Top of Data to process
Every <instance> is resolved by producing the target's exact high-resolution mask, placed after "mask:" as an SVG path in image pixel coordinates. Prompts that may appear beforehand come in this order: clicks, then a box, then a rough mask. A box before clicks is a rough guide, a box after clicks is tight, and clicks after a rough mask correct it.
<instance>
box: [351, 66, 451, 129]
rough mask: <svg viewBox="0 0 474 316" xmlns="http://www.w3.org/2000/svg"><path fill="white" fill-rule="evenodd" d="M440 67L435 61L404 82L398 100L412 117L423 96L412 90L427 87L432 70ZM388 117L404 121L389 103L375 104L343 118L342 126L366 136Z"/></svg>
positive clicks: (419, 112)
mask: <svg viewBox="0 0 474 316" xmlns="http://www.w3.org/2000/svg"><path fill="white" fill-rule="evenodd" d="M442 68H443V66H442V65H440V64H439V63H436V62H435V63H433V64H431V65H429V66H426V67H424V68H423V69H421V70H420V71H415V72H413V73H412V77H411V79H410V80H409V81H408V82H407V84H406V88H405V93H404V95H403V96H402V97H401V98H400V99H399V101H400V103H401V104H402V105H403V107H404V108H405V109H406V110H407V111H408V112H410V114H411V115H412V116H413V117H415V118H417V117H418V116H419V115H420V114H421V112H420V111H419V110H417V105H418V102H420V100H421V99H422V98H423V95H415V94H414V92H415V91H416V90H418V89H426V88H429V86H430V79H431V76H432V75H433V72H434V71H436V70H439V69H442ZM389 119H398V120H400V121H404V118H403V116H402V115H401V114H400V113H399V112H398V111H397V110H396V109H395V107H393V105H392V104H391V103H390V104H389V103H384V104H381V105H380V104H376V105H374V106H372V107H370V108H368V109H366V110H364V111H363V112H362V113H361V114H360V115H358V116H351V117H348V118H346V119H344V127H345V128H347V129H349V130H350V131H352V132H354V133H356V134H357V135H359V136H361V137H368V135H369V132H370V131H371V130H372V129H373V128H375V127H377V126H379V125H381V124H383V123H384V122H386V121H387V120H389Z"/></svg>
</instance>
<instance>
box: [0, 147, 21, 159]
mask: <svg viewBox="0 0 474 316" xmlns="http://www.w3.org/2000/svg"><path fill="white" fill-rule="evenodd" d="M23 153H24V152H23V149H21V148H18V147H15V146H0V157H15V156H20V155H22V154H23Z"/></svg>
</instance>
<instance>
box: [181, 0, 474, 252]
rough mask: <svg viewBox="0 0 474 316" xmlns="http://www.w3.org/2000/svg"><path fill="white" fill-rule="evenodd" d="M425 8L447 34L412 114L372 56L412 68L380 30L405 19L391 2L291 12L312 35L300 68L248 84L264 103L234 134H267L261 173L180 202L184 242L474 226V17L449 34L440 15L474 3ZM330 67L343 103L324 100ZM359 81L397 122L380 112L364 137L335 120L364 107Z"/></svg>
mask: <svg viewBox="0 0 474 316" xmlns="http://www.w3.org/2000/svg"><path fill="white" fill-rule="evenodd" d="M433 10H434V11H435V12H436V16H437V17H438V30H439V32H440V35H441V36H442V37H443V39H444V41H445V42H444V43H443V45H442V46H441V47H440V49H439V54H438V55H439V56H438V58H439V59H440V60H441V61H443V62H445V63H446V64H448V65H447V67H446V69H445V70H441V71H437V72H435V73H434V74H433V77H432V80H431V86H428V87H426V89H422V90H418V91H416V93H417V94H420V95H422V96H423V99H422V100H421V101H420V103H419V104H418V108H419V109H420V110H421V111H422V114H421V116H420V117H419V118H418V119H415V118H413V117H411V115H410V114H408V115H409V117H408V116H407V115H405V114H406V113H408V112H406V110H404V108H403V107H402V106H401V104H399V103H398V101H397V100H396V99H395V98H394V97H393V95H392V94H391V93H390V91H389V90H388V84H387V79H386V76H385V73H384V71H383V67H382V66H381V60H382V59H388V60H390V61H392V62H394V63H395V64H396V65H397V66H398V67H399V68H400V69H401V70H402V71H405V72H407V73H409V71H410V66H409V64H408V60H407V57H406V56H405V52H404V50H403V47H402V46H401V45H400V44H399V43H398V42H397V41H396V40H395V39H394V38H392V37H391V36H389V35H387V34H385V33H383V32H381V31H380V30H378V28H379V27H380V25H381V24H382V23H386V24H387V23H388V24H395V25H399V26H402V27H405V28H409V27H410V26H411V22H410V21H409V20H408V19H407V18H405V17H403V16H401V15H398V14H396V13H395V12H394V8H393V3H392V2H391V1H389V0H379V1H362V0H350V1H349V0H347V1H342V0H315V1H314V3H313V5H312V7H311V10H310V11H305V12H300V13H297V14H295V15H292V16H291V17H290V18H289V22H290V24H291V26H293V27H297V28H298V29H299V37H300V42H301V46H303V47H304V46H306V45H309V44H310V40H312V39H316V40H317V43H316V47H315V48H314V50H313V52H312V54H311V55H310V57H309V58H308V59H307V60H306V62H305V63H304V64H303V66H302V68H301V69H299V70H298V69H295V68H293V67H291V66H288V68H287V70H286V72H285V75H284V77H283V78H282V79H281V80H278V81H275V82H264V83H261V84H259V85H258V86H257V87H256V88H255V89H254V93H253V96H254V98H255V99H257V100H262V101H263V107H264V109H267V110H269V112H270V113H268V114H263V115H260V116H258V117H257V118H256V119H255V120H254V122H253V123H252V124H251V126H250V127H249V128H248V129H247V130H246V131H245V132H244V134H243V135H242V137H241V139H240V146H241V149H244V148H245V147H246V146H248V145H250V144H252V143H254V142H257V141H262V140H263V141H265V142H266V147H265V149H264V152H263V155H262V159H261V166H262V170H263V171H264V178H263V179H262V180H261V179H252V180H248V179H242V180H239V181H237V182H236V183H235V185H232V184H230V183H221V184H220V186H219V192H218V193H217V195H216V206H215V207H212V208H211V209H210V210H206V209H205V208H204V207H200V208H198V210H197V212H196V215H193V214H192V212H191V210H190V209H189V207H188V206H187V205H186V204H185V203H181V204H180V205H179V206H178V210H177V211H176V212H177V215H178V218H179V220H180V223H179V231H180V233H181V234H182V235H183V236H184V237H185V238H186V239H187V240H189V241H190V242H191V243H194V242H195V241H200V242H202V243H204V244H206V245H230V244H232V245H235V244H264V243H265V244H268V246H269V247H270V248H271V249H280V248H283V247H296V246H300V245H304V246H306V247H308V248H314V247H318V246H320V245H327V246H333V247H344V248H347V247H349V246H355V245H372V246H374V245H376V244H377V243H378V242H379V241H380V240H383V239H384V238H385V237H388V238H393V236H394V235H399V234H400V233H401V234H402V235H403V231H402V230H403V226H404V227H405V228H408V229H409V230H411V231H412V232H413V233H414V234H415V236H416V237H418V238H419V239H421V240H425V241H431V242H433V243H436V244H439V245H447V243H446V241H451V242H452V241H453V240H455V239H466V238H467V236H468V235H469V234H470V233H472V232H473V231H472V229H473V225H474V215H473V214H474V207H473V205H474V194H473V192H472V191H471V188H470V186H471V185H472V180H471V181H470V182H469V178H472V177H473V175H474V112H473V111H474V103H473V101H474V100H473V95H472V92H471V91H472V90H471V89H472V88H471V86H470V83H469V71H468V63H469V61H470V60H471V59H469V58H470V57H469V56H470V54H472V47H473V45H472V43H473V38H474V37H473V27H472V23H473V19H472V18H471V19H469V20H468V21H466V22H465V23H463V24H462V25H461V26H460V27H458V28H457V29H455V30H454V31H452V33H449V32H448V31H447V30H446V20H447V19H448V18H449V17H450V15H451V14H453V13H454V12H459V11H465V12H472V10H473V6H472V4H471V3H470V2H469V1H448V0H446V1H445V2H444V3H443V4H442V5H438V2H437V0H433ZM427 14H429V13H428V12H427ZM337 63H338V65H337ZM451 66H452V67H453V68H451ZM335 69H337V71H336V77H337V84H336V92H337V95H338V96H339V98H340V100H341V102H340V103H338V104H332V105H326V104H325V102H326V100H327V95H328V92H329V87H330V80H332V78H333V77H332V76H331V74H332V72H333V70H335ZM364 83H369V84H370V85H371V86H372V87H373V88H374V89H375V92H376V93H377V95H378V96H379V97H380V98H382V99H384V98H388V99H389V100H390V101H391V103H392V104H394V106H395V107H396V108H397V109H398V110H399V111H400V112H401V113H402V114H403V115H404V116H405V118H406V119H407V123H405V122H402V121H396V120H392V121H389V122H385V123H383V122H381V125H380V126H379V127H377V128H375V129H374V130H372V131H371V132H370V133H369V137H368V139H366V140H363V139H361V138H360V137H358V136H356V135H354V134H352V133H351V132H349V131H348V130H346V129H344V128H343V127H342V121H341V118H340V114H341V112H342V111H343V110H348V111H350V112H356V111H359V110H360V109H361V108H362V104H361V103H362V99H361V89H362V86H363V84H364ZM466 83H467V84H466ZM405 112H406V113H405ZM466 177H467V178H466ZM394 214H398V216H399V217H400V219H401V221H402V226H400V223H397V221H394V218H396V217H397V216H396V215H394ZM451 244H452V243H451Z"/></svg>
Bottom of Data to process
# What needs to be done:
Write out word for word only the lines from the start of the entries down to the line with "67L435 61L404 82L398", please, including both ends.

# Exercise solution:
Every <instance> is resolved by producing the target's exact high-resolution mask, placed after "mask:" as an SVG path in image pixel coordinates. Prompts that may appear beforehand come in this order: clicks, then a box, then a rough mask. A box before clicks is a rough guide, a box after clicks is tight, and clicks after a rough mask correct it.
<instance>
box: [351, 66, 451, 129]
rough mask: <svg viewBox="0 0 474 316" xmlns="http://www.w3.org/2000/svg"><path fill="white" fill-rule="evenodd" d="M440 67L435 61L404 82L398 100L412 117L423 96L412 90L427 87L432 70ZM388 117L404 121L389 103L375 104L343 118L342 126L366 136Z"/></svg>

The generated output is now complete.